Problems to work on:
A) Decide whether each statement agrees with the Iraq article, answering yes or no and quoting the deciding words: (i) A CBS poll found 66 percent in favor of using military force against Iraq. (ii) Wolfowitz compared the doctrine to "unconditional surrender" in World War I. (iii) Biden chaired House Armed Services Committee hearings on Iraq.
B) Quote the Iraq article word for word, starting at "The American people" and ending at "better than victory.".

Text section:
Monday, August 13, 2007

Perspective: On This Day In Iraq -- August 13th edition

August 13, 2003: U.S. soldiers scan the area after their convoy came under attack in Mosul.


August 13, 2002:

The GOP’s Iraq Problem

In his history of the Punic Wars, Brian Caven describes the change in strategic thought that took place in Republican Rome in the 2nd century B.C., "Moderation had been the keynote of Rome's traditional foreign policy, and as a result there was hardly one of her defeated enemies whom she was not obliged to fight at least a second time. The opinion was gaining ground that Rome had been too generous in the past." Rome then changed its strategy from limited to total war, destroying both Carthage in North Africa and Corinth in Greece, and placing their lands under the rule of friendly regimes. Centuries of peace in those regions followed.

The Bush administration is displaying a similar strategic change. Even before September 11, Defense Secretary Donald Rumsfeld and Deputy Defense Secretary Paul Wolfowitz had unveiled the concept of "decisive warfare" defined as the ability to march on an enemy's capital and impose fundamental political change. At an August 16 briefing, Wolfowitz compared the doctrine to that of "unconditional surrender" in World War II. Rumsfeld and Wolfowitz have focused their attention on Iraq with the same determination the great Roman Senator Cato the Elder showed Carthage 2,150 years ago.

The American people support President Bush's desire to oust Saddam. A CBS poll released this August 8 found 66 percent in favor of using military force against Iraq, with 57 percent saying that the U.S. has the "right" to overthrow governments that pose a threat to America. A successful campaign will push approval ratings even higher, as Americans love nothing better than victory.

Prominent Democrats have also come on board. After chairing Senate Foreign Relations Committee hearings on Iraq, Sen. Joseph Biden (D, Del.) said that the United States has "no choice but to eliminate" the threat posed by Saddam Hussein's arsenal of weapons of mass destruction (WMD). Sen. Joseph Lieberman (D, Conn.) followed, saying that he supported action against the Iraqi leader "because every day Saddam remains in power with chemical weapons, biological weapons, and the development of nuclear weapons is a day of danger for the United States of America."

Dataset extract:
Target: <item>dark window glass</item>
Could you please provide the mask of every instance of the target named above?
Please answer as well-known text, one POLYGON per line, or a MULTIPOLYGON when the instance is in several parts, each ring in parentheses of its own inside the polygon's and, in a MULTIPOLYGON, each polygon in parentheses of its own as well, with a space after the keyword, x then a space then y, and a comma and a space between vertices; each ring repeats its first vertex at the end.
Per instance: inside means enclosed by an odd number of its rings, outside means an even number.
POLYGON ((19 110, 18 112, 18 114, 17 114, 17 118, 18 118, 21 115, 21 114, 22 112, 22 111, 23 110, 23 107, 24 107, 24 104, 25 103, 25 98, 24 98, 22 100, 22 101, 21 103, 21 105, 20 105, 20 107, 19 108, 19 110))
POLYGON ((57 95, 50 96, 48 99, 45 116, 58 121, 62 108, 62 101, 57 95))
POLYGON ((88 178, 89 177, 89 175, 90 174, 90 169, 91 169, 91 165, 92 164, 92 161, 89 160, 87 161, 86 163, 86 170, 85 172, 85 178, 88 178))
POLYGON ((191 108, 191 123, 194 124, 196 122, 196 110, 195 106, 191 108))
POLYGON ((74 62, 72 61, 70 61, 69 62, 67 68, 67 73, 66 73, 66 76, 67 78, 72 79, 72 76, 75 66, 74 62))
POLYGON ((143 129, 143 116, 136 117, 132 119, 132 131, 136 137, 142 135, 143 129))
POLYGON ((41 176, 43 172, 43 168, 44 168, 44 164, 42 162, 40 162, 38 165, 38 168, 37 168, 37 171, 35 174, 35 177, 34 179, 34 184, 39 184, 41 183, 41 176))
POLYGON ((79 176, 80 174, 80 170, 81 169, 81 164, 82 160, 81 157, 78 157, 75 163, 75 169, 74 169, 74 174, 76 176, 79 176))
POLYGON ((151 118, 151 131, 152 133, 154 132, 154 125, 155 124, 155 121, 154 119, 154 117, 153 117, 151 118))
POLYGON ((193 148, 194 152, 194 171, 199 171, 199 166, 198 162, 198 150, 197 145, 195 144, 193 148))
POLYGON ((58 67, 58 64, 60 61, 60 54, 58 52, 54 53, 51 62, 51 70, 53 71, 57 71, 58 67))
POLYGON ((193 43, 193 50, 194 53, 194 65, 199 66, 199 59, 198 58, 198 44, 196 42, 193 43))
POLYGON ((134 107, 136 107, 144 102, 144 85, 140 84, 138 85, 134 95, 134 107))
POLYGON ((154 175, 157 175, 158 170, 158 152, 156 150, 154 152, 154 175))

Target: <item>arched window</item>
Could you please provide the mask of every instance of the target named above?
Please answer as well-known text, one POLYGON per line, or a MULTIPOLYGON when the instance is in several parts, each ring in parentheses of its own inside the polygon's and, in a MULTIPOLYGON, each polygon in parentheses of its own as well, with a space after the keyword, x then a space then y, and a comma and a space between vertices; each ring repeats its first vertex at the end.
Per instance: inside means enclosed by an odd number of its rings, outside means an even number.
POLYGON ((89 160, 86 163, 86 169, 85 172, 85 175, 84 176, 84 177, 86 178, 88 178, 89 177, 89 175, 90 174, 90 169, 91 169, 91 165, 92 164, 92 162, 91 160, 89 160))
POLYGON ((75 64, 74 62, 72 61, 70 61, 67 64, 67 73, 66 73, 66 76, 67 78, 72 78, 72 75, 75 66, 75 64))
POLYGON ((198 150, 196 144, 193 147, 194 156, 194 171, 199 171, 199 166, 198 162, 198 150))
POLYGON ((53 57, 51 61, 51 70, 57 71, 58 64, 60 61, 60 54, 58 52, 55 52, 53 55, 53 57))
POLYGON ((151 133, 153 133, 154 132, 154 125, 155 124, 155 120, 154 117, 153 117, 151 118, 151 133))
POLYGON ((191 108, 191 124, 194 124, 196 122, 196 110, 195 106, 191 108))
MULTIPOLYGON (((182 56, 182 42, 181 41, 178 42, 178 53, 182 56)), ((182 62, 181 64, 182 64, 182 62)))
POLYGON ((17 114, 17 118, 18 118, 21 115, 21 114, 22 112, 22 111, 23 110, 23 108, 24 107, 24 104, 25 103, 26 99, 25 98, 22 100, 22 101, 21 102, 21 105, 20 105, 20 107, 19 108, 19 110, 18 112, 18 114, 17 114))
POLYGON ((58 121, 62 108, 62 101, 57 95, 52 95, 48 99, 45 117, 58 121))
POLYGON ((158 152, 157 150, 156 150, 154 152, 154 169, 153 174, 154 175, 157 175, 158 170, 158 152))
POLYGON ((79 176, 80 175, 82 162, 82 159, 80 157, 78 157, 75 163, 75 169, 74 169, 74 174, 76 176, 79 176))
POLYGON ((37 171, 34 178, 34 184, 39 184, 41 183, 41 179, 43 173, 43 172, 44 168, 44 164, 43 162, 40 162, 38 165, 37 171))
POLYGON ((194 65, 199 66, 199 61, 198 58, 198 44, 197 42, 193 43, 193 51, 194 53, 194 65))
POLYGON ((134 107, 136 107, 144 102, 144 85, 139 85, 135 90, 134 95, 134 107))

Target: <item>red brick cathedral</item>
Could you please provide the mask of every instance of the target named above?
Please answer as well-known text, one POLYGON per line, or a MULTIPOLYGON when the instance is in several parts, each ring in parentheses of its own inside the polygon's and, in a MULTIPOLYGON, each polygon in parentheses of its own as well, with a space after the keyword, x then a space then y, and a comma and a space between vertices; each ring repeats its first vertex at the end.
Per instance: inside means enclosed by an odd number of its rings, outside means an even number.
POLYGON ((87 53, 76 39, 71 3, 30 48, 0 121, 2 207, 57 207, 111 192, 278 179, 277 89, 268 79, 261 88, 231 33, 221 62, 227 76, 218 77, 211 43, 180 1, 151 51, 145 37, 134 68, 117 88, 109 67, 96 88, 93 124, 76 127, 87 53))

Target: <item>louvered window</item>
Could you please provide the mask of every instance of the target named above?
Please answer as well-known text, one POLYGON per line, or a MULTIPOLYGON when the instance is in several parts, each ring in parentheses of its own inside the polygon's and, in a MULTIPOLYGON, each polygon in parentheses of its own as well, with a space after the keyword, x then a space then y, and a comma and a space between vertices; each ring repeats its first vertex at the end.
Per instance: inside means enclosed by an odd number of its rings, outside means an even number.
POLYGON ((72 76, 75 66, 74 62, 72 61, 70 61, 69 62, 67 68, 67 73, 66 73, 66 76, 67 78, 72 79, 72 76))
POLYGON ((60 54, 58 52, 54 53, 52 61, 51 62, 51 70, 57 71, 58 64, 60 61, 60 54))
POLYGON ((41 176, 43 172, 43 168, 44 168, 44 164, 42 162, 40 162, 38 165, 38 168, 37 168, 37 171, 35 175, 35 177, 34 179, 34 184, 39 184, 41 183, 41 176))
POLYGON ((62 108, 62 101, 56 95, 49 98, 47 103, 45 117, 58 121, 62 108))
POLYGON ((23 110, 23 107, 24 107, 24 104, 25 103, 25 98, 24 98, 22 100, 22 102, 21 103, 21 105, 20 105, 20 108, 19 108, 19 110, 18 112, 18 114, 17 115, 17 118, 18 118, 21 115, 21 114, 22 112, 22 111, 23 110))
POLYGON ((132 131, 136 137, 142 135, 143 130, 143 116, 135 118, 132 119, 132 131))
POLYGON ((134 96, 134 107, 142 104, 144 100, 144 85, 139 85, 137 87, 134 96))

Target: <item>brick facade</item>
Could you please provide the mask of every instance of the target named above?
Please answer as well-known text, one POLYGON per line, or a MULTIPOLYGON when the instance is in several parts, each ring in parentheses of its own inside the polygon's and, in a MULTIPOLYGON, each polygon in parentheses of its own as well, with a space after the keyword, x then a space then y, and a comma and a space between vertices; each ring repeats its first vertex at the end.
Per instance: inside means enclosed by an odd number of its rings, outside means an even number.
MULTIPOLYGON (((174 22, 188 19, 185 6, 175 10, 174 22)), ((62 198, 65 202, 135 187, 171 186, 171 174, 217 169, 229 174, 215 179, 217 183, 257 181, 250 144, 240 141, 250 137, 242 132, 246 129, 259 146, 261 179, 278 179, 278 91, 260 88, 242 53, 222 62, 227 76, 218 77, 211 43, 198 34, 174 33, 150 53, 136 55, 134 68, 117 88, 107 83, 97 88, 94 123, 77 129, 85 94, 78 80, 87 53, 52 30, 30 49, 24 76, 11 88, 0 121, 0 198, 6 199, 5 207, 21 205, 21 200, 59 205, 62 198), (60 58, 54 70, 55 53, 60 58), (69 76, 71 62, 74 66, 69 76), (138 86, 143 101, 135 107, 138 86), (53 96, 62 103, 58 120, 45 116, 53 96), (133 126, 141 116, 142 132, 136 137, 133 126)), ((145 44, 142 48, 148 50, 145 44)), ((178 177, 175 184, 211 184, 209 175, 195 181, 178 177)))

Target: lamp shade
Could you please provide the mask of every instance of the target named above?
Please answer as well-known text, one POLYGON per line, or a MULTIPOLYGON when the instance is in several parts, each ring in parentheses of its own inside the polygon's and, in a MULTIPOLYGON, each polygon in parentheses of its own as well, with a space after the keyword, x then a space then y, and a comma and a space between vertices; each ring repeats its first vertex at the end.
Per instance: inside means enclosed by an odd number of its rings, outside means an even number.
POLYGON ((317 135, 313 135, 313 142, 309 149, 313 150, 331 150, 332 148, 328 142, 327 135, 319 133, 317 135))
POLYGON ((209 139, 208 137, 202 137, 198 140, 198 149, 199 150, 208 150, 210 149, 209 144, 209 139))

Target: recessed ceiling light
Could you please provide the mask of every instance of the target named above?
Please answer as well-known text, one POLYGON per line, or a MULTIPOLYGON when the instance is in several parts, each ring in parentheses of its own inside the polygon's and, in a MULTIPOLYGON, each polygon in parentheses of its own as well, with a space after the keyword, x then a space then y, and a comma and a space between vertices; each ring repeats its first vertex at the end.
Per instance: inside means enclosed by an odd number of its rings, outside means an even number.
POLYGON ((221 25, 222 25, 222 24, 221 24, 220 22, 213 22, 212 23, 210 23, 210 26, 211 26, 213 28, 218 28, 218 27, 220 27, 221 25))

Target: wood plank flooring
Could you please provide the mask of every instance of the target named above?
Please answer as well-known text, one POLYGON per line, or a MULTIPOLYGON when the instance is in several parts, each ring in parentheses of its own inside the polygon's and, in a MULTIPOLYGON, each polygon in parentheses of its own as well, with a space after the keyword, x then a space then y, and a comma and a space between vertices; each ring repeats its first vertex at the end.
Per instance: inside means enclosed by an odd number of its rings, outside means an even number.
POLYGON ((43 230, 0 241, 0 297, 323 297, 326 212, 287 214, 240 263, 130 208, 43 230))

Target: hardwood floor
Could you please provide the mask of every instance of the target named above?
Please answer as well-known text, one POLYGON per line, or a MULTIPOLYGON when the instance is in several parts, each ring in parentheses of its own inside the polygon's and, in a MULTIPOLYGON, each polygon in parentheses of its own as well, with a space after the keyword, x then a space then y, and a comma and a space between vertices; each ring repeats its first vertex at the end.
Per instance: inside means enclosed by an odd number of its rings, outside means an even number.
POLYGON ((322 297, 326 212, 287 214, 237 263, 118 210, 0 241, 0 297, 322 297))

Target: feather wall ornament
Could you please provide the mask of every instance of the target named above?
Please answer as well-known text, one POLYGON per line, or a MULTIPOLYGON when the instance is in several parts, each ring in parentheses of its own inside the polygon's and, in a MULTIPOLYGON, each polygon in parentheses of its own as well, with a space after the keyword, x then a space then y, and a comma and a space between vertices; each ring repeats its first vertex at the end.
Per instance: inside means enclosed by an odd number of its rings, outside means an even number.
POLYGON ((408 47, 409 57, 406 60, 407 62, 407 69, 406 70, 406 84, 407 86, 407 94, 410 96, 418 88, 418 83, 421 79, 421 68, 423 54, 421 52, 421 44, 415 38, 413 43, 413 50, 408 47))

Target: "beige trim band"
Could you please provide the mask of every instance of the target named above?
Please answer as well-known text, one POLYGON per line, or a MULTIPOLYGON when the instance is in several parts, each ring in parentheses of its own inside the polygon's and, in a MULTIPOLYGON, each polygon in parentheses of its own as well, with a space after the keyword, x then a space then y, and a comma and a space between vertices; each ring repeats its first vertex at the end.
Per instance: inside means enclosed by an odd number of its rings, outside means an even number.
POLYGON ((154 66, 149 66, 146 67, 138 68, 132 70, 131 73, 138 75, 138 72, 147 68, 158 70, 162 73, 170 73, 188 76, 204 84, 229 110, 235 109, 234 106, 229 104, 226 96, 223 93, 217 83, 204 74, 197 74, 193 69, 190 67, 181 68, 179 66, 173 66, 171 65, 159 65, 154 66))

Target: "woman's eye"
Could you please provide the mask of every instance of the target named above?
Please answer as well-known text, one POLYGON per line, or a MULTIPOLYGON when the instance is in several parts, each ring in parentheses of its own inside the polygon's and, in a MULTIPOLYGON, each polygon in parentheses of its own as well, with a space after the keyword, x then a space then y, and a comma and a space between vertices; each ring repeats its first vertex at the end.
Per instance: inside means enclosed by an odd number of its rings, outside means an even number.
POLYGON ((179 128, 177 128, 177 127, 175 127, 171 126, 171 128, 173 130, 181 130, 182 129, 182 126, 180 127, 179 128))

Solutions in order:
A)
(i) Yes: "A CBS poll released this August 8 found 66 percent in favor of using military force against Iraq"
(ii) No: "Wolfowitz compared the doctrine to that of "unconditional surrender" in World War II"
(iii) No: "After chairing Senate Foreign Relations Committee hearings on Iraq"

B)
The American people support President Bush's desire to oust Saddam. A CBS poll released this August 8 found 66 percent in favor of using military force against Iraq, with 57 percent saying that the U.S. has the "right" to overthrow governments that pose a threat to America. A successful campaign will push approval ratings even higher, as Americans love nothing better than victory.